Find the lines holding the string "point" in the data, then copy all of them.

═══ Record excerpts

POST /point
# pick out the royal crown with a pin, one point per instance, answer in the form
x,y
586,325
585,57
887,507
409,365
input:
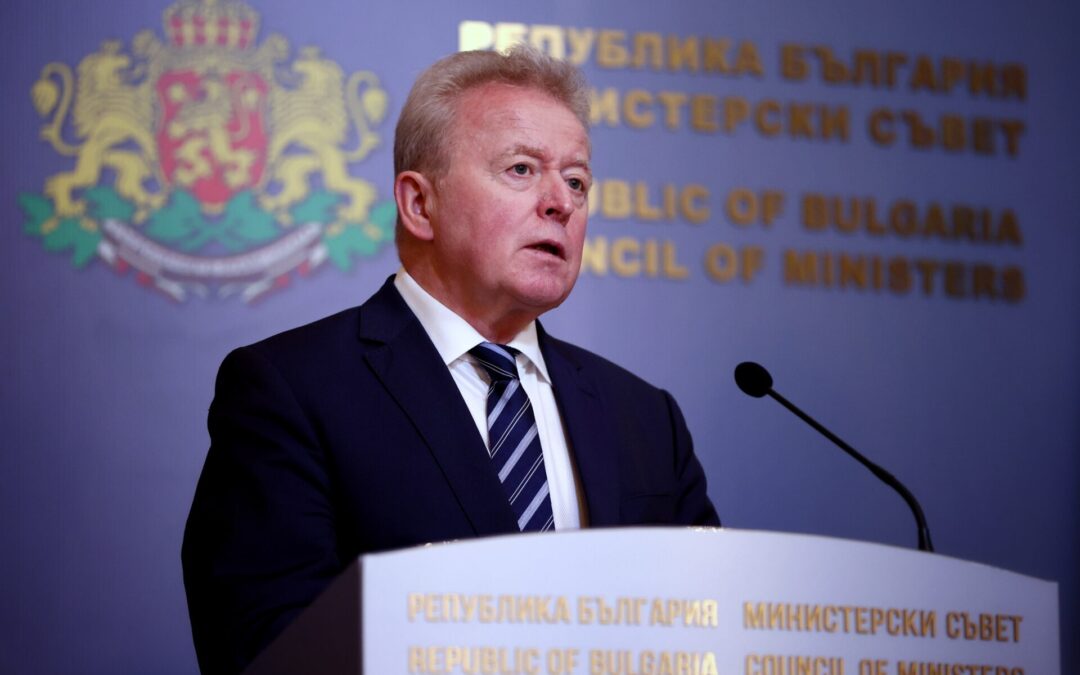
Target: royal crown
x,y
226,24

══════

Response to this task »
POST /point
# pick out the royal crown with a pin, one point per instance, answer in the form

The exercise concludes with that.